What to work on:
Convert all the items below into a JSON list of strings, with one string for each line and no blank lines.

★ ★ ★ ★ ★ ★ ★

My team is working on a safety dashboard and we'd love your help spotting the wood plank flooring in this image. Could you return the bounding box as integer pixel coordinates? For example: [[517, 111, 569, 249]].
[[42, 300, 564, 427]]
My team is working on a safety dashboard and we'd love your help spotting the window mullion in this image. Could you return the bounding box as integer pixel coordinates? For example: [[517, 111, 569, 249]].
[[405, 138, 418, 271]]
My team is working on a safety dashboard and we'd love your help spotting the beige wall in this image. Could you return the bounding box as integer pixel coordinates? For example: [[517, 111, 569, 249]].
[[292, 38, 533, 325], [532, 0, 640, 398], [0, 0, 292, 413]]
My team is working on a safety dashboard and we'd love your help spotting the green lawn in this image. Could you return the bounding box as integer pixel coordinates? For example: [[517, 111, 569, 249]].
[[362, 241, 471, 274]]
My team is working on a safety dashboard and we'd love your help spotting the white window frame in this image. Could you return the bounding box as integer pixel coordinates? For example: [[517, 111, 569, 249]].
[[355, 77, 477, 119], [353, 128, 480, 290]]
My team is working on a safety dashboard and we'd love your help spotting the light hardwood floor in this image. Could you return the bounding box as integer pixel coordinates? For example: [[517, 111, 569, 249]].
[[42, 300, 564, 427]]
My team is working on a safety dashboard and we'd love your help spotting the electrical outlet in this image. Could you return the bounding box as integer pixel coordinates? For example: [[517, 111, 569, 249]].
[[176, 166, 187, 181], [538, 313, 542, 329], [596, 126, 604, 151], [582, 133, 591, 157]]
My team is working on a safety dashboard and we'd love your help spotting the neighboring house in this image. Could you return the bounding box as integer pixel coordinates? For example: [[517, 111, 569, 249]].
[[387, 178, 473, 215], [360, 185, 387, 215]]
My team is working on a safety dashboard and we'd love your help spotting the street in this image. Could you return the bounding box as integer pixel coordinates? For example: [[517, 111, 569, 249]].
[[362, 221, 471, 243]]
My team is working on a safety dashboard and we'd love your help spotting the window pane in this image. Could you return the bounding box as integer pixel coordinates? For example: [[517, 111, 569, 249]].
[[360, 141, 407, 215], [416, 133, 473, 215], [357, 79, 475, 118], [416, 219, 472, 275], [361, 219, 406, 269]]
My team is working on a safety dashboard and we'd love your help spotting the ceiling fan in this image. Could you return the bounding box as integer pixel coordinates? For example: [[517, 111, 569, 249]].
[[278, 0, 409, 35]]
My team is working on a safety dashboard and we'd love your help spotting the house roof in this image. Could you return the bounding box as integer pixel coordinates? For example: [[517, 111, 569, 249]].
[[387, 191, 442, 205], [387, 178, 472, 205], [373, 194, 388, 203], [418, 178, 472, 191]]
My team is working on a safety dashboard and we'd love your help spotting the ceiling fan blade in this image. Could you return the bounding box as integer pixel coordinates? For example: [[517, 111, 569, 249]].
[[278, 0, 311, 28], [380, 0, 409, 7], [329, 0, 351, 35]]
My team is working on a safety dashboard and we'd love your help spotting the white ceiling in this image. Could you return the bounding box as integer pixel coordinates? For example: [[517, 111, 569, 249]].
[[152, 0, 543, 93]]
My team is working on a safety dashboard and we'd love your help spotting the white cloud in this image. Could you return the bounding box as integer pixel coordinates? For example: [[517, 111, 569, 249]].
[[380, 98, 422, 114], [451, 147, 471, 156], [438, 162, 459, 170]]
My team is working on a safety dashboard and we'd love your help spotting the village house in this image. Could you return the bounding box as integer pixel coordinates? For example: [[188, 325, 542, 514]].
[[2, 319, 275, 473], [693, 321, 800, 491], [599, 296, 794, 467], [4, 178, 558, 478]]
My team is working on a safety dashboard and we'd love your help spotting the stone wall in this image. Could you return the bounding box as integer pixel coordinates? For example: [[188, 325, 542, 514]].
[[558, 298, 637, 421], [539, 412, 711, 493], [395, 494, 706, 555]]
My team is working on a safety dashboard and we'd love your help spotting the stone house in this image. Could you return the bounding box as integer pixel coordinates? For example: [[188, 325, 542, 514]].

★ ★ ★ ★ ★ ★ ★

Output of the exercise:
[
  "My team is working on a safety dashboard and we'd love your help spotting the wood plank flooring in this image. Could you return the bounding box as integer pixel coordinates? For example: [[517, 111, 569, 249]].",
  "[[42, 300, 564, 427]]",
  "My team is working on a safety dashboard and we'd love your help spotting the window mullion in this image. Could you return the bounding box as integer pixel coordinates? For example: [[517, 111, 569, 249]].",
  "[[405, 138, 418, 271]]",
  "My team is working on a safety dashboard and we'd love your help spotting the beige wall in this image. Could you return the bounding box as integer pixel coordinates? For example: [[517, 111, 569, 249]].",
  "[[292, 38, 533, 325], [532, 0, 640, 398], [0, 0, 292, 413]]",
  "My team is working on a safety dashboard and we'd love your help spotting the green lawn in this image. Could you return the bounding box as integer pixel coordinates? For example: [[517, 111, 569, 249]].",
  "[[362, 241, 471, 274]]",
  "My team is working on a safety dashboard and we'd love your help spotting the white window frame in this image. Could you return the bounding box as integer pixel coordinates? For example: [[517, 111, 569, 249]].",
  "[[355, 77, 477, 119], [353, 128, 480, 290]]",
  "My team is working on a safety dashboard and we'd love your help spotting the light hardwood floor in this image. Could you return the bounding box as integer pixel coordinates? For example: [[517, 111, 569, 249]].",
  "[[42, 300, 564, 427]]",
  "My team is working on a safety dashboard and we'd love your help spotting the electrical outlet in this image. Could you return the bounding box as integer pixel coordinates? For example: [[517, 111, 569, 249]].",
  "[[176, 166, 187, 181], [538, 313, 542, 329], [596, 126, 604, 151], [582, 133, 591, 157]]",
  "My team is working on a safety dashboard and we'd love your help spotting the neighboring house in this image. Could you return the bounding box as integer pixel coordinates? For example: [[517, 111, 569, 249]].",
  "[[387, 178, 473, 215], [360, 185, 387, 215]]",
  "My team is working on a safety dashboard and we'd love your help spotting the street in this image. Could you return the bounding box as integer pixel coordinates? For example: [[517, 111, 569, 249]].",
  "[[362, 221, 471, 243]]",
  "My team is working on a safety dashboard and we'd love your help spotting the window pane in this image. Could you return the bounding box as integer pixel coordinates? For example: [[517, 111, 569, 249]].",
  "[[360, 141, 407, 215], [416, 133, 473, 215], [357, 79, 475, 118], [416, 219, 472, 275], [361, 219, 406, 269]]",
  "My team is working on a safety dashboard and we'd love your help spotting the ceiling fan in this image. Could you return the bounding box as integer pixel coordinates? For example: [[517, 111, 569, 249]].",
  "[[278, 0, 409, 35]]",
  "My team is working on a safety dashboard and we'd love your help spotting the house roof in this image. Could you return the bounding box as integer pixel coordinates? For example: [[517, 111, 569, 249]].",
  "[[387, 191, 442, 205], [387, 178, 472, 205], [373, 194, 388, 203], [418, 178, 472, 191]]",
  "My team is working on a safety dashboard and we'd love your help spotting the ceiling fan blade in this image. Could you return the bounding box as integer pixel coordinates? For example: [[517, 111, 569, 249]].",
  "[[278, 0, 311, 28], [380, 0, 409, 7], [329, 0, 351, 35]]",
  "My team is working on a safety dashboard and we'd love your help spotting the white ceiling in this image. Could you return the bounding box as integer pixel coordinates? For example: [[517, 111, 569, 249]].",
  "[[152, 0, 543, 93]]",
  "My team is working on a safety dashboard and we'd love your help spotting the white cloud in this image. Could you return the bounding box as integer pixel coordinates? For example: [[517, 111, 569, 249]].",
  "[[380, 98, 422, 114], [451, 147, 471, 156], [438, 162, 459, 170]]",
  "My team is working on a safety dashboard and we'd love your help spotting the village house in this image. Could you return the bounding box as integer pixel coordinates? For example: [[188, 325, 542, 514]].",
  "[[2, 319, 275, 473], [693, 321, 800, 491], [599, 296, 794, 467], [4, 178, 558, 478]]",
  "My team is working on a safety dashboard and we'd love your help spotting the stone wall in this image. Could you return the bounding box as integer pixel coordinates? For example: [[188, 325, 542, 514]].",
  "[[558, 298, 637, 421], [539, 412, 711, 493], [395, 494, 706, 555]]",
  "My team is working on a safety dashboard and we'd love your help spotting the stone house in this image. Could you return the bounding box as integer pixel coordinates? For example: [[188, 325, 542, 514]]."
]